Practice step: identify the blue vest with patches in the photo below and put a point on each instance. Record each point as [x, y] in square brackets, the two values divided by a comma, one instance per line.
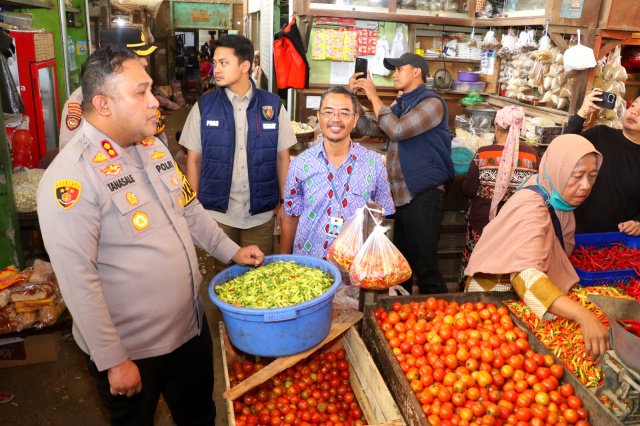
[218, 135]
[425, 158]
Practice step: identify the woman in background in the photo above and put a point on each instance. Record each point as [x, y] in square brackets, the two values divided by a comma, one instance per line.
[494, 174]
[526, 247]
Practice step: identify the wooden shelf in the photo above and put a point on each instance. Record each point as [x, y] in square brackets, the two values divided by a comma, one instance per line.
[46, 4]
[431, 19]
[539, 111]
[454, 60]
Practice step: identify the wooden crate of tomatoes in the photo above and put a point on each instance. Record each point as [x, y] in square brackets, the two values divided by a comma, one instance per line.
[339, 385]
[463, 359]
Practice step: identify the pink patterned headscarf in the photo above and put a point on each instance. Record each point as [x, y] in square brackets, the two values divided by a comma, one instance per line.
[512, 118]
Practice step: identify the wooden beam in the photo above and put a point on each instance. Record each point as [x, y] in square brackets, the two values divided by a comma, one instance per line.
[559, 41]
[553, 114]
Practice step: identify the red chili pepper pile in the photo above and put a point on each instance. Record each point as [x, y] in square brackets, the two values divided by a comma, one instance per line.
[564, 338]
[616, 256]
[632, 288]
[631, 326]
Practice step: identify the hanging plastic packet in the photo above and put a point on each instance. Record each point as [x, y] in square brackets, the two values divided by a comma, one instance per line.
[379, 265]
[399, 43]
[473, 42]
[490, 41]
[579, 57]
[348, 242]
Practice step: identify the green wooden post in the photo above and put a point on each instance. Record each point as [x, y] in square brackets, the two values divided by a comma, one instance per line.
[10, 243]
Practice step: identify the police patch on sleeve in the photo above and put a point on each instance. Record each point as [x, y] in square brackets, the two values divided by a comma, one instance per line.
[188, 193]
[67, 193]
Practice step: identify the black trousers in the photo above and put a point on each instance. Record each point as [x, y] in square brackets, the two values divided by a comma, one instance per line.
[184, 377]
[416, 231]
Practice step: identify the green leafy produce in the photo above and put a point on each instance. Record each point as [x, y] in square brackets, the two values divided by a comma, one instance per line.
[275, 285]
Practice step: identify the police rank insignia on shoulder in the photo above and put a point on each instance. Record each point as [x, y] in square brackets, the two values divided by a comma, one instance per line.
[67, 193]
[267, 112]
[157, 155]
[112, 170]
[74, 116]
-*-*-
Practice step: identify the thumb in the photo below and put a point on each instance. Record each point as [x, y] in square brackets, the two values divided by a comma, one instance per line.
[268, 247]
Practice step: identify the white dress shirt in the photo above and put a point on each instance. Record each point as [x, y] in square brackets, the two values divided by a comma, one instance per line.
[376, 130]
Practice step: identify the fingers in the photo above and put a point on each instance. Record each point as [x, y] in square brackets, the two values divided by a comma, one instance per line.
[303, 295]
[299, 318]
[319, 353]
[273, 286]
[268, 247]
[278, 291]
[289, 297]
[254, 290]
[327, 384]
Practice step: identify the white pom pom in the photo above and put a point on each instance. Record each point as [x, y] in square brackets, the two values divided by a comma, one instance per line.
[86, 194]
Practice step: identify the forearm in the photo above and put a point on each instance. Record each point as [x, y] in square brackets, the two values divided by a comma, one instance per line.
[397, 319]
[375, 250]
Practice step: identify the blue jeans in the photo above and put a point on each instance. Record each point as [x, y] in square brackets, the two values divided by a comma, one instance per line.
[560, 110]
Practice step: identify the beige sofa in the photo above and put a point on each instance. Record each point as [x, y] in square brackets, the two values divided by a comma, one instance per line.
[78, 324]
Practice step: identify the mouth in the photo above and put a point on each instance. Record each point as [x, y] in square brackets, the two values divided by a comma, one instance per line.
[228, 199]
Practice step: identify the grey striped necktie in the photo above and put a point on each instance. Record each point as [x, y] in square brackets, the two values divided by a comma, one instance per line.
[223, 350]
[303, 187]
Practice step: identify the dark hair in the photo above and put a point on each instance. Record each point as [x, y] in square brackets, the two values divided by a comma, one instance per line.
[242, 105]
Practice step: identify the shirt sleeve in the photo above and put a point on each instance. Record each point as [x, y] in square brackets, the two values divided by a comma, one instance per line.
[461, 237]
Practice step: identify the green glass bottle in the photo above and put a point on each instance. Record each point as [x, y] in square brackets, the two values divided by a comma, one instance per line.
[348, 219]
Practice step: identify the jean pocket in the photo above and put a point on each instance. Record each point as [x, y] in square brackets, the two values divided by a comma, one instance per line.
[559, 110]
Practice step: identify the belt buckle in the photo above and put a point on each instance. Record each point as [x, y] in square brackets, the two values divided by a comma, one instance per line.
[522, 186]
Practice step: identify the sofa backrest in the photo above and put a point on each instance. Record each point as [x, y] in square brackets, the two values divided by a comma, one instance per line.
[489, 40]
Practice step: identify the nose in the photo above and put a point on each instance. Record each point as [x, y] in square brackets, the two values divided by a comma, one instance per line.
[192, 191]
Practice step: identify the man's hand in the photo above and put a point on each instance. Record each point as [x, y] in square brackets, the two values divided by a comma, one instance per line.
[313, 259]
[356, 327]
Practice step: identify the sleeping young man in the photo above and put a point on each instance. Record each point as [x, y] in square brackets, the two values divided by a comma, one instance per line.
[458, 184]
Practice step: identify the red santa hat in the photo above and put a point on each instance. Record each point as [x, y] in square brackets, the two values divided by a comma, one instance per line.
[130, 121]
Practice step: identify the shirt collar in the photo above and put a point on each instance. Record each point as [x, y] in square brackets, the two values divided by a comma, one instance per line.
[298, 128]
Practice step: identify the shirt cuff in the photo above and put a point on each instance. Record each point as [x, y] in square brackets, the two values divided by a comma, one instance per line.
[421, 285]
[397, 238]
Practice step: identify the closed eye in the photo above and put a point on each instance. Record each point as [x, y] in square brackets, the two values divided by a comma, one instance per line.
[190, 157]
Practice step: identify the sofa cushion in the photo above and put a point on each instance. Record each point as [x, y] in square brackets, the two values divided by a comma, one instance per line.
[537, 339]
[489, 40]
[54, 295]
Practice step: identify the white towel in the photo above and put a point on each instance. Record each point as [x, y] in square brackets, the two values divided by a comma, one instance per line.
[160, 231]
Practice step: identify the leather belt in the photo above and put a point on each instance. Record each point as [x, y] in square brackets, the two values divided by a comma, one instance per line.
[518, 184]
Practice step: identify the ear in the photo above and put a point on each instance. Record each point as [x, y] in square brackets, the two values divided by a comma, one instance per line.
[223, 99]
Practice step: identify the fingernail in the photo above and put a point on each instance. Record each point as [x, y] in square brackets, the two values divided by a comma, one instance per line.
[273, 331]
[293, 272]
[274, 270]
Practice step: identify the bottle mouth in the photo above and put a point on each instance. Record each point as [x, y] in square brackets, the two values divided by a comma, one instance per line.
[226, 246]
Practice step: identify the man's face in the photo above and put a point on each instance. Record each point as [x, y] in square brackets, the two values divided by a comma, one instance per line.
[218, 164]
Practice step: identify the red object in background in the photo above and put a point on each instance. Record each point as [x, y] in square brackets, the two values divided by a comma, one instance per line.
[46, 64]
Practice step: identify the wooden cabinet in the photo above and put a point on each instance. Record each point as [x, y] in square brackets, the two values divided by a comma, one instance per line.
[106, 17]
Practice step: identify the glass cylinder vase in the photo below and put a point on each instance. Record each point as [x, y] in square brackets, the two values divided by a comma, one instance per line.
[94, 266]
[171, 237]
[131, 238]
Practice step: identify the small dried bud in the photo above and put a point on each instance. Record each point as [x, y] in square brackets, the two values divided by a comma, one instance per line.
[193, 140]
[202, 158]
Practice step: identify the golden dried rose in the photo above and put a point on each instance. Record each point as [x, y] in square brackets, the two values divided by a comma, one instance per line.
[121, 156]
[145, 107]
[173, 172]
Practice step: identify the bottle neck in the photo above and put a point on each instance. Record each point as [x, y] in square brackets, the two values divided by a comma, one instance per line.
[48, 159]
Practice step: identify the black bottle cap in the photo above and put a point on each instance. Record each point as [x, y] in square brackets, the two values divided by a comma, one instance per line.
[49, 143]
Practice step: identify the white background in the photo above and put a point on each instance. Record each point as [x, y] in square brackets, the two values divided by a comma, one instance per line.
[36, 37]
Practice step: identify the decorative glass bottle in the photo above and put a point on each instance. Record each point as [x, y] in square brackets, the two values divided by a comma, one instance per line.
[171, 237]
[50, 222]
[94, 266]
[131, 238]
-*-*-
* _Task directions_: Count how many lines in the records contain the word "below". Reply with the number alone.

* _Task response_: 3